» SELECTED EXCERPT:
###
Researchers
Professor, Chair of IP
Frantzeska Papadopoulou
Frantzeska Papadopoulou is the head of the IP group at Stockholm University. Her research focuses on intellectual property law, particularly within the pharmaceutical and biomedical sectors. She examines issues such as patent law, supplementary protection certificates (SPCs), and regulatory exclusivities (including orphan drugs and paediatric extensions), analysing how these legal mechanisms interact with public health, competition, and innovation policy. A further dimension of her research explores the intersection of IP law and cultural studies, focusing on themes such as women in film, and the rights of creators in non-traditional creative contexts.

Professor em.
Marianne Levin
Marianne Levin is Professor Emerita of Civil Law at Stockholm University and one of Sweden’s leading experts in intellectual property law. She has authored several seminal works, including Immaterialrätt (Intellectual Property Law), and has had a significant influence on the development of Swedish and Nordic IP law.
###
Collection entries:
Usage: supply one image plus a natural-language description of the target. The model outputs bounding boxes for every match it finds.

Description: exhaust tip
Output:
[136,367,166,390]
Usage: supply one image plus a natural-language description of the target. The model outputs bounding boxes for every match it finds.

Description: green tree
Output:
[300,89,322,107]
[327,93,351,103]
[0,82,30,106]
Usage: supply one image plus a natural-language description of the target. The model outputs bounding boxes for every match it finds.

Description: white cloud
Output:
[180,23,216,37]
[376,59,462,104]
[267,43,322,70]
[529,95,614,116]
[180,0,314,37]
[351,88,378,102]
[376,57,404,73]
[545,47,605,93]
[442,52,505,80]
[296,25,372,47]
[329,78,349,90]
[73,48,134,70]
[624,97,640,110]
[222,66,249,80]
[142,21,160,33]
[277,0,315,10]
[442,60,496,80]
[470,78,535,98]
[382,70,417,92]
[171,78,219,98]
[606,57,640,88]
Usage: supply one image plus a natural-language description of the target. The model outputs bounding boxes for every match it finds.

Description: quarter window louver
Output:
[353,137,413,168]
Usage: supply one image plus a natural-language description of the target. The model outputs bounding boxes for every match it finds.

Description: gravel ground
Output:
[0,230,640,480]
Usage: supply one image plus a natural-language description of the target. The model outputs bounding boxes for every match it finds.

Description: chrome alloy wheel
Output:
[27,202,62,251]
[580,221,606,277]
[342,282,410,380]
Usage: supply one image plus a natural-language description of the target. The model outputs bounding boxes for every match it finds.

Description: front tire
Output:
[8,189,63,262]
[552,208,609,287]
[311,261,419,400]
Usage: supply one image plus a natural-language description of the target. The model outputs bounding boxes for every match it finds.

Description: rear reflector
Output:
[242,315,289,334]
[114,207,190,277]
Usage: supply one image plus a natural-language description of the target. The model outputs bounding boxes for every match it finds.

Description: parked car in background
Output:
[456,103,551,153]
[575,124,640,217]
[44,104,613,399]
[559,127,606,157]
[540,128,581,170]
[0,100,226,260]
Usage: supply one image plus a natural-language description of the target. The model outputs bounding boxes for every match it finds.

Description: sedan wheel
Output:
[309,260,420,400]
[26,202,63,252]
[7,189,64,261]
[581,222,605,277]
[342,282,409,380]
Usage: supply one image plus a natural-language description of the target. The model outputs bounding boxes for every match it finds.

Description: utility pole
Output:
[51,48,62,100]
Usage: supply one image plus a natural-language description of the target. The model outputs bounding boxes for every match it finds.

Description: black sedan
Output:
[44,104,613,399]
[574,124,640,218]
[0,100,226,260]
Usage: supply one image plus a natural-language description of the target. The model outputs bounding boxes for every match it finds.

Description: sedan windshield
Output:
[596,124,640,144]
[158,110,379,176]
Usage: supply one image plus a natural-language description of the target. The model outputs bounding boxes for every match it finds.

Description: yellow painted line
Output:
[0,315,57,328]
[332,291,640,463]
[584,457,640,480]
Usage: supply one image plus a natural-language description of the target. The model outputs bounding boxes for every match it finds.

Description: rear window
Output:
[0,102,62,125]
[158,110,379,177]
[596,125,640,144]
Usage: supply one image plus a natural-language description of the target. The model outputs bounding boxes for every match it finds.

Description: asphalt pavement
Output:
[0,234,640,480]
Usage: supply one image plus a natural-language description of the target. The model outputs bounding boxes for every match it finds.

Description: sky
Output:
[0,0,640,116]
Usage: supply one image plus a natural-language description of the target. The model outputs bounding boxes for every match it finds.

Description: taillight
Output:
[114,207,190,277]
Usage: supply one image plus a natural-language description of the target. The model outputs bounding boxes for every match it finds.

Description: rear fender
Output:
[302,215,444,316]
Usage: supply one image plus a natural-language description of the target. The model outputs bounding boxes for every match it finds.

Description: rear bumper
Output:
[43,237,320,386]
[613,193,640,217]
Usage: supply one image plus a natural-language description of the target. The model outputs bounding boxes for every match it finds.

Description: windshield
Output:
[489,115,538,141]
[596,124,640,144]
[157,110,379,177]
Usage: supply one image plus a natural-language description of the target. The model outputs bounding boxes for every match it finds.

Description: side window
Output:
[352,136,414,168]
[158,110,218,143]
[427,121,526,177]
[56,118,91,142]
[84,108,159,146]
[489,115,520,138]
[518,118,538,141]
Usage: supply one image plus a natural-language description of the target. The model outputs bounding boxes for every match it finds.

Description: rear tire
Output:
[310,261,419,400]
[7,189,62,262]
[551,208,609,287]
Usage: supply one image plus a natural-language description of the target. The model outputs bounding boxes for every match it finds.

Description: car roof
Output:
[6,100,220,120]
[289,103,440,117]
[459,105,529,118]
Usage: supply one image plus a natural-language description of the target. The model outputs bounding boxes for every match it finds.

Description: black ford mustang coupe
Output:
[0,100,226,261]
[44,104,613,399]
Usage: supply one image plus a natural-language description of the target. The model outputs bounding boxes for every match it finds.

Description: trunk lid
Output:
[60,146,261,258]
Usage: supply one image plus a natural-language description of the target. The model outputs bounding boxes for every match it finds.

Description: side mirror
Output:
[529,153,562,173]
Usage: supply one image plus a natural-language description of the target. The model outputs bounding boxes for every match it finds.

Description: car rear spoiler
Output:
###
» YOUR ASSIGNMENT: Transcribe the passage from the researchers profile from "Researchers" up to and including "Professor em.".

» REPLY TO THE EXERCISE:
Researchers
Professor, Chair of IP
Frantzeska Papadopoulou
Frantzeska Papadopoulou is the head of the IP group at Stockholm University. Her research focuses on intellectual property law, particularly within the pharmaceutical and biomedical sectors. She examines issues such as patent law, supplementary protection certificates (SPCs), and regulatory exclusivities (including orphan drugs and paediatric extensions), analysing how these legal mechanisms interact with public health, competition, and innovation policy. A further dimension of her research explores the intersection of IP law and cultural studies, focusing on themes such as women in film, and the rights of creators in non-traditional creative contexts.

Professor em.